═════ DATASET CONTENT ═════
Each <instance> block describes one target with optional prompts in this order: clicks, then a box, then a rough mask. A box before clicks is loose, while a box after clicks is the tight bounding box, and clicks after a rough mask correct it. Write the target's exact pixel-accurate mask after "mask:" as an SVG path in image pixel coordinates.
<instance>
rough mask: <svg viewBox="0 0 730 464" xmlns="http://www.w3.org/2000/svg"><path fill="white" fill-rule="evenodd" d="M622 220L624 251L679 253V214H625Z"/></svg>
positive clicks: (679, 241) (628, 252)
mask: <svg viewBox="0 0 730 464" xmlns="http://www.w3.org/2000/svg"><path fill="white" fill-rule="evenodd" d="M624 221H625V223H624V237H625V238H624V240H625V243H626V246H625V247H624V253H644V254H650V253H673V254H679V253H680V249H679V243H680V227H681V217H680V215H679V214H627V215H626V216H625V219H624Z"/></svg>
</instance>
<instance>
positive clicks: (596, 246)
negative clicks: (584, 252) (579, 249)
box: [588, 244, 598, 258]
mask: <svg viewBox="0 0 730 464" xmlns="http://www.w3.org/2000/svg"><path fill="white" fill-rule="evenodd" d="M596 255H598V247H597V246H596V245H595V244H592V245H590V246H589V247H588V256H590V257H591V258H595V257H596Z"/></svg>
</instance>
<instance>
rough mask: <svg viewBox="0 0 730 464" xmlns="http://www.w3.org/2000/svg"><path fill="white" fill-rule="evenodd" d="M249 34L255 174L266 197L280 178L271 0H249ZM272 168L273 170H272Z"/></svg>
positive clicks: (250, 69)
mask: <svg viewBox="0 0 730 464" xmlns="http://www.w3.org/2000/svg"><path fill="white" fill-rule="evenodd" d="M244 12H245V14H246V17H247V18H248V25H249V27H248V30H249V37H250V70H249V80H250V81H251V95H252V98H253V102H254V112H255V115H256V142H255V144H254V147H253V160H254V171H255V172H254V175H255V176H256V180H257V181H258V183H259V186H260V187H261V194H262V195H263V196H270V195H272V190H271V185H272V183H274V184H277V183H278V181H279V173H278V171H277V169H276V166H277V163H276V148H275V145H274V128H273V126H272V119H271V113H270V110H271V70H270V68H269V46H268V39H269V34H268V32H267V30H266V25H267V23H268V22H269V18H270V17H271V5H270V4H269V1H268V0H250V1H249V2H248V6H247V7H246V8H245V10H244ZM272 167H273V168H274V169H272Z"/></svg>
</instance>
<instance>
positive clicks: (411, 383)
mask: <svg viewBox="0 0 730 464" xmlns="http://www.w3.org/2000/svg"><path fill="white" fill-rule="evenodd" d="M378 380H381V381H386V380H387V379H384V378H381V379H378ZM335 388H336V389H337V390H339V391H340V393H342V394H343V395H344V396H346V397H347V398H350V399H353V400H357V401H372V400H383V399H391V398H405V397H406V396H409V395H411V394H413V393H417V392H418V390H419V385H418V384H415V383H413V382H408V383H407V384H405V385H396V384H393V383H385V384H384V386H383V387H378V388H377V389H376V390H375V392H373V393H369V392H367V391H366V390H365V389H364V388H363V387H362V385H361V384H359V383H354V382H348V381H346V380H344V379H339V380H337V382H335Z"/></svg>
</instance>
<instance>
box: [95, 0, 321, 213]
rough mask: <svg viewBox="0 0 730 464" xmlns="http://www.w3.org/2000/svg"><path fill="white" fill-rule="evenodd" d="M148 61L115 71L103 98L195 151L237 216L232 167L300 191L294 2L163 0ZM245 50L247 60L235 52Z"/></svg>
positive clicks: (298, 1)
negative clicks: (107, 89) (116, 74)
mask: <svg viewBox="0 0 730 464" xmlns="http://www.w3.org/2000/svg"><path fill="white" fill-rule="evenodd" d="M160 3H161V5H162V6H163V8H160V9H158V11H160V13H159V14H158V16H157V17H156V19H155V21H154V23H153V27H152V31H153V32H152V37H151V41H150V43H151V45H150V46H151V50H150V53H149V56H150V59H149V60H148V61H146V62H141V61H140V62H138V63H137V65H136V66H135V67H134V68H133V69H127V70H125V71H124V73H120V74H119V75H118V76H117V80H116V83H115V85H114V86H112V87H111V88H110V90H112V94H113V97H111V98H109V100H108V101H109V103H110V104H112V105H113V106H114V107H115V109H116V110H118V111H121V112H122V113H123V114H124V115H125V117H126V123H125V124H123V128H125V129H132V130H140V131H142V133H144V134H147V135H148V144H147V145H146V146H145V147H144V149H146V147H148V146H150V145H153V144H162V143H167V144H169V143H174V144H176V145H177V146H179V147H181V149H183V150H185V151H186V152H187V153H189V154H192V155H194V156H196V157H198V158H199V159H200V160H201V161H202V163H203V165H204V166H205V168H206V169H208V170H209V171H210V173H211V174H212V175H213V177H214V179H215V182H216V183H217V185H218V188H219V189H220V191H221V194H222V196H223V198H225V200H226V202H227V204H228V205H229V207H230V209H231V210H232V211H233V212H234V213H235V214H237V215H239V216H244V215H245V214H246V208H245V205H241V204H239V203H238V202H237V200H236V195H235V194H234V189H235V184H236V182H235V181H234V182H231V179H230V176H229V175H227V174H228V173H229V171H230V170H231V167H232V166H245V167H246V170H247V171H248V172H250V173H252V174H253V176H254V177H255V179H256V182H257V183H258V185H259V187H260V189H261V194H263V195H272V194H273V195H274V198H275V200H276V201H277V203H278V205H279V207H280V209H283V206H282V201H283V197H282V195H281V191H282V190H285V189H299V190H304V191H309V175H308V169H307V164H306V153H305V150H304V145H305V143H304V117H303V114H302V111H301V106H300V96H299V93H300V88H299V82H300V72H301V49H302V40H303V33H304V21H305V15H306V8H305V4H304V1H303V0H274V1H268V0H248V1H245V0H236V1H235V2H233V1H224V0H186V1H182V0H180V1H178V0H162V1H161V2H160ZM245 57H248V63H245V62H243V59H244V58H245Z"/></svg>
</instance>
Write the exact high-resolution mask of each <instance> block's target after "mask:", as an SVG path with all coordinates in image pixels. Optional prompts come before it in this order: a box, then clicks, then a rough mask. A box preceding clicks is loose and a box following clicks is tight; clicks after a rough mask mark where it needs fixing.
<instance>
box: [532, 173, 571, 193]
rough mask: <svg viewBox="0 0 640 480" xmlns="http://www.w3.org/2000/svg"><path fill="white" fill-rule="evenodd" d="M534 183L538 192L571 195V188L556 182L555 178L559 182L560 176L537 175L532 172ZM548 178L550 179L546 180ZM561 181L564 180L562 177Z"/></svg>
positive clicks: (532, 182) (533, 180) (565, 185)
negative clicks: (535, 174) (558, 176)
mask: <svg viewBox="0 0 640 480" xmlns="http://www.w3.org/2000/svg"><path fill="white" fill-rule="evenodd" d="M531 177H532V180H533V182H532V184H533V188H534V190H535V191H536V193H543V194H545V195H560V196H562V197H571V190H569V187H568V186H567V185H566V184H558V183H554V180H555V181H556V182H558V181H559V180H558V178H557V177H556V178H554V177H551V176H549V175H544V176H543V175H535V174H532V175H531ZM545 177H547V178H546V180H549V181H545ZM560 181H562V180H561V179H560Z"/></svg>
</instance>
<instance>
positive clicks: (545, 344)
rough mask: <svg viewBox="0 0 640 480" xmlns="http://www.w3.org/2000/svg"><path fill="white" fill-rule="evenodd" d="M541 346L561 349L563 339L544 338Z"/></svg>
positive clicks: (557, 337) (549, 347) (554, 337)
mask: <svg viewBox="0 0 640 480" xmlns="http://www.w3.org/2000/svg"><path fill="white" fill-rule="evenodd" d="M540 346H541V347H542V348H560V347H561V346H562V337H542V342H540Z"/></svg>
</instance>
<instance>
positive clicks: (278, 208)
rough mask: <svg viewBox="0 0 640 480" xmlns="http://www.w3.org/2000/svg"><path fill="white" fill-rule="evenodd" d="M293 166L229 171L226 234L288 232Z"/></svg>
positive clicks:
═════
ACTIVITY =
Give the number of lines in the data that include the string "then", please, and nothing else.

ANSWER SECTION =
2